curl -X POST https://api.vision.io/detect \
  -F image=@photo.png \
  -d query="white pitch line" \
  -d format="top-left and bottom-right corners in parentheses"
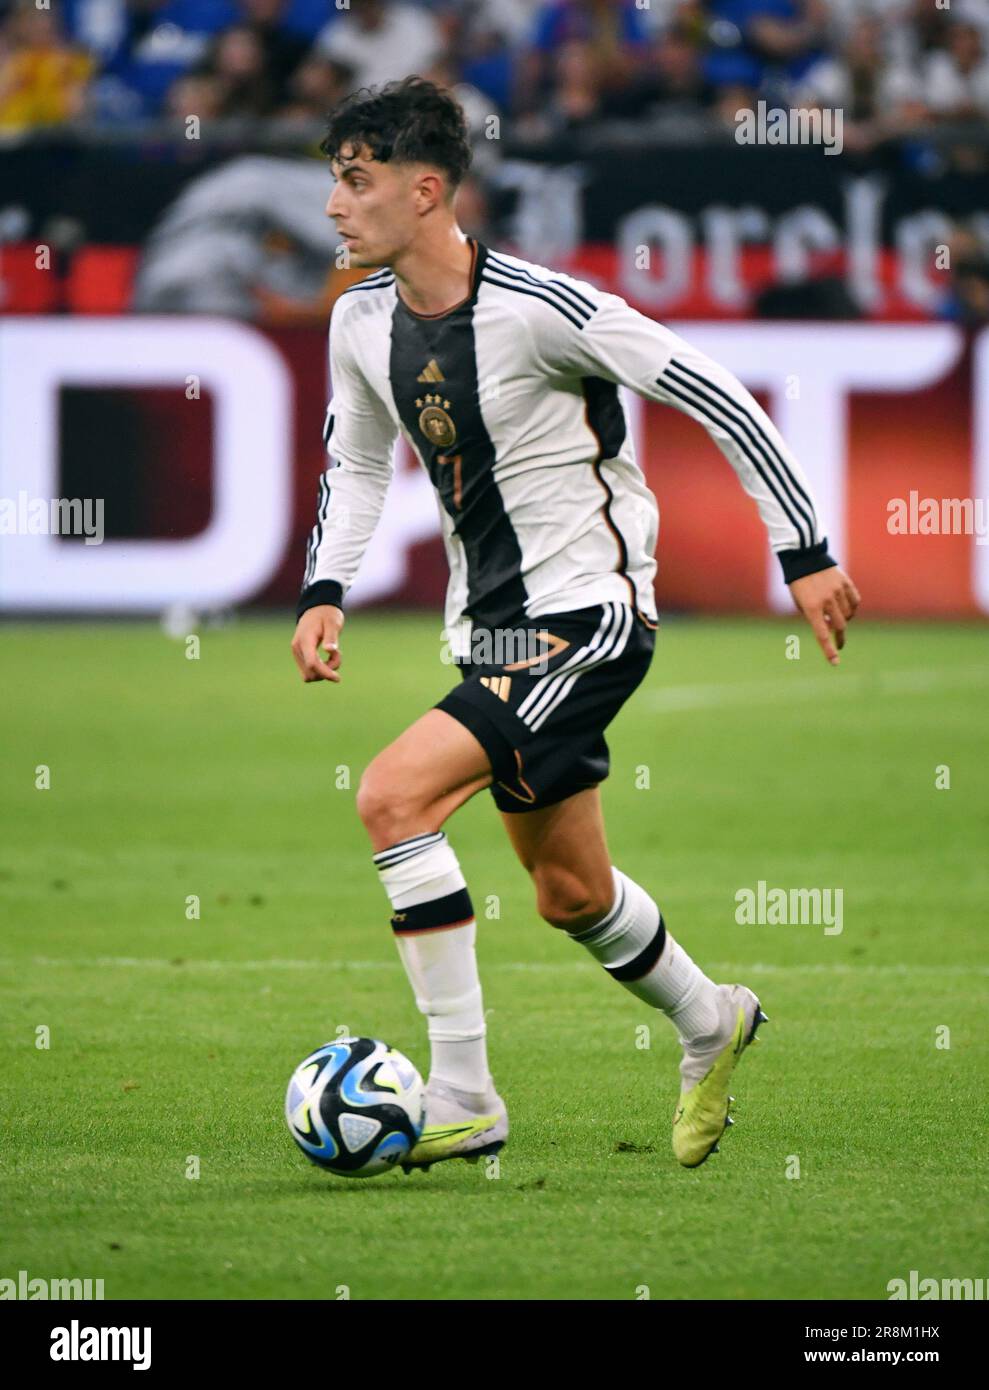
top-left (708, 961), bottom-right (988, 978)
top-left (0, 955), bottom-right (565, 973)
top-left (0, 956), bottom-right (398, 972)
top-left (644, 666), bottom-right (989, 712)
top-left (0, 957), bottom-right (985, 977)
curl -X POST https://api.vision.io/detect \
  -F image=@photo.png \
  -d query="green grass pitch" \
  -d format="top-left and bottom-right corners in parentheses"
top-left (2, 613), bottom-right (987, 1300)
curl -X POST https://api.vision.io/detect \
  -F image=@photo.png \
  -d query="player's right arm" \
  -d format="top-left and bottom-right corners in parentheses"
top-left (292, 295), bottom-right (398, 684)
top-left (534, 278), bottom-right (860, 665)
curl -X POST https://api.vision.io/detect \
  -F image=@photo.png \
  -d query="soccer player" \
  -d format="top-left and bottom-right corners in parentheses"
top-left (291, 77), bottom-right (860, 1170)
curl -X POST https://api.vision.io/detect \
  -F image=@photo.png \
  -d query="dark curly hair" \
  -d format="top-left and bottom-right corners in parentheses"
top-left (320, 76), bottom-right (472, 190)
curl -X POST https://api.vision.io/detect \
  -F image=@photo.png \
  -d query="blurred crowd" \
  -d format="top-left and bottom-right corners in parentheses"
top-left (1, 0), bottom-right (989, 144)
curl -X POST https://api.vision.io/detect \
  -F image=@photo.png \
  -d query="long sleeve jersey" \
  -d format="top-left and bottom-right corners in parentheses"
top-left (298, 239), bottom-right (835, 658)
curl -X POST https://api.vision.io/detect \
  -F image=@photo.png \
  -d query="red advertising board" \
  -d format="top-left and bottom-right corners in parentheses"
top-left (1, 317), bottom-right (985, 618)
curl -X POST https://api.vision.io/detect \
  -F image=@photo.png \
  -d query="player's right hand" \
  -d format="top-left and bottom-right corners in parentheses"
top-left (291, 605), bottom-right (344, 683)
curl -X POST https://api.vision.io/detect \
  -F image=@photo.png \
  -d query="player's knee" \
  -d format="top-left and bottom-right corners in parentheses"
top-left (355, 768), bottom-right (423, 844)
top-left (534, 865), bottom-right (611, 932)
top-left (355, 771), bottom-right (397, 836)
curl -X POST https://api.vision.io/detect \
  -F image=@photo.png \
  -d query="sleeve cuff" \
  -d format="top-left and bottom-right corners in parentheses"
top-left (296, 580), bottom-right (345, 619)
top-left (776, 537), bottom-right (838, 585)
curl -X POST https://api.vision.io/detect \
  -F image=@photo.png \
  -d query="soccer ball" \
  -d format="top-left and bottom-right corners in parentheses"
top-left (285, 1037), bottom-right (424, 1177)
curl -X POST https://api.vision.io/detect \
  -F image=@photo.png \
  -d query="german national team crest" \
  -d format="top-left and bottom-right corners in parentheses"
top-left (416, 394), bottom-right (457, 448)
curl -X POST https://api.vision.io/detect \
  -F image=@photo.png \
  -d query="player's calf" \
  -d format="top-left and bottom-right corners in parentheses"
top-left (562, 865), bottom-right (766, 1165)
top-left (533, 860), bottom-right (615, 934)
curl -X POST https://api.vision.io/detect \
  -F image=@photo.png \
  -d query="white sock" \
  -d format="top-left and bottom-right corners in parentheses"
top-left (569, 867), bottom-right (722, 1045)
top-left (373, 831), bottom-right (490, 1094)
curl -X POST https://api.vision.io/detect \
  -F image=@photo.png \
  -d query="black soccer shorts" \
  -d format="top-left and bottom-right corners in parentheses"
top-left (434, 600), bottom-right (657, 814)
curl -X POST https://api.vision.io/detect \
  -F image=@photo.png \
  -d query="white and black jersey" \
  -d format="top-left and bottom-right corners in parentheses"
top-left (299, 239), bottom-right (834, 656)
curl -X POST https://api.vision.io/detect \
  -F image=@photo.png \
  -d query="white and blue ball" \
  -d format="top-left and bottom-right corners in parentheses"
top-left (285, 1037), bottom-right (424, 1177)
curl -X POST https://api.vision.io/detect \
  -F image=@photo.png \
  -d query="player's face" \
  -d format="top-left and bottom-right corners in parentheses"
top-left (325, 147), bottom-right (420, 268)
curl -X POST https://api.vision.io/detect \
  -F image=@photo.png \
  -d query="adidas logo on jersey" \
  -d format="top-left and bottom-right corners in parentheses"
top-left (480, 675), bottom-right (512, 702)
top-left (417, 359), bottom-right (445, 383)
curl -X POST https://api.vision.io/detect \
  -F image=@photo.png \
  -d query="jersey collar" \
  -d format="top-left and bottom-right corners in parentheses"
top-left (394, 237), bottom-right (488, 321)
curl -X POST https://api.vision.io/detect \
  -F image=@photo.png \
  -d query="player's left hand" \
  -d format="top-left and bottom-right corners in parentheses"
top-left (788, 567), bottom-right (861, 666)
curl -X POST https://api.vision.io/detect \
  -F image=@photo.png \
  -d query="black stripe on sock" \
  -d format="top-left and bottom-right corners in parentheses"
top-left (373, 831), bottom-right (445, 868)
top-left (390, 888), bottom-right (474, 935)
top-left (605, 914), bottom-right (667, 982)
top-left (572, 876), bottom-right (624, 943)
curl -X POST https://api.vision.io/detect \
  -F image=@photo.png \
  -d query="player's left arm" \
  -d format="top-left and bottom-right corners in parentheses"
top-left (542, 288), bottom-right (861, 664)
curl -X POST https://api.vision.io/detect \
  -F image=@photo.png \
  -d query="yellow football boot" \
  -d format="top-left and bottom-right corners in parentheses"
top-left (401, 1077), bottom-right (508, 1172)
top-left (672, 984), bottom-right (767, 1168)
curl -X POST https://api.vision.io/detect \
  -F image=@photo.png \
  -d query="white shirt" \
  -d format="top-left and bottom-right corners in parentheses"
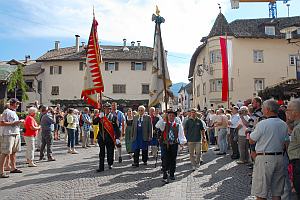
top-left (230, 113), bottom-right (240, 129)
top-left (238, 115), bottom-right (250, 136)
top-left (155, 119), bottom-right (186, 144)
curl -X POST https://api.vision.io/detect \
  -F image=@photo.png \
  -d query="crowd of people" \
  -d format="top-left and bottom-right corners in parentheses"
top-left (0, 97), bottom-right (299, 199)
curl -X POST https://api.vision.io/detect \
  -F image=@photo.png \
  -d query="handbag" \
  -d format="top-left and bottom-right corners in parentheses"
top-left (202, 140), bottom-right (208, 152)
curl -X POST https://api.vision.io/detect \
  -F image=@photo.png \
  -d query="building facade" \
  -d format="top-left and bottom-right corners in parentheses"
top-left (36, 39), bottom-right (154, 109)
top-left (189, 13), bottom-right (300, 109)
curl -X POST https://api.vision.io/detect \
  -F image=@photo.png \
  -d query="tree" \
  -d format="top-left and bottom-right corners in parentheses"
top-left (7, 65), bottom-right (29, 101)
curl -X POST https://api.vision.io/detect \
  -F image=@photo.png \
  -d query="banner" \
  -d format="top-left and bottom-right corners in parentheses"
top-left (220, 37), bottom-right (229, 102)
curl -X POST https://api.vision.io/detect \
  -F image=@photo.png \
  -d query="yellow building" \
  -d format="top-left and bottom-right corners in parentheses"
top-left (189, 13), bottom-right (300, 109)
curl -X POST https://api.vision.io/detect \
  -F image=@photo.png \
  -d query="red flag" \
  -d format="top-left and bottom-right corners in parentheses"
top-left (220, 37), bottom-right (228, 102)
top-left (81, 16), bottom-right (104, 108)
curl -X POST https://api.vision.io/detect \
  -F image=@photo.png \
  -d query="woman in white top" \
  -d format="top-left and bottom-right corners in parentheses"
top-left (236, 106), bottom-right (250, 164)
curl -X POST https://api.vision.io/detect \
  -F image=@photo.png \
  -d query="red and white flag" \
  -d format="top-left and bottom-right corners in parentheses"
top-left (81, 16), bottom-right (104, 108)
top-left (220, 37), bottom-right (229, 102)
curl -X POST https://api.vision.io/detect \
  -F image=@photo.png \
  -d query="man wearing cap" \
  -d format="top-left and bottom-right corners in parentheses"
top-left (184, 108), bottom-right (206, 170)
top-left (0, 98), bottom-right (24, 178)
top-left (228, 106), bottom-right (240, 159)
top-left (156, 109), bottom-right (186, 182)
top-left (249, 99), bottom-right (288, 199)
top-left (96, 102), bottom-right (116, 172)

*What to do*
Copy out each line of the material in which the word "crowd" turns up.

*Result for this exercise*
  -d query="blurred crowd" \
  -d query="crowd of people" \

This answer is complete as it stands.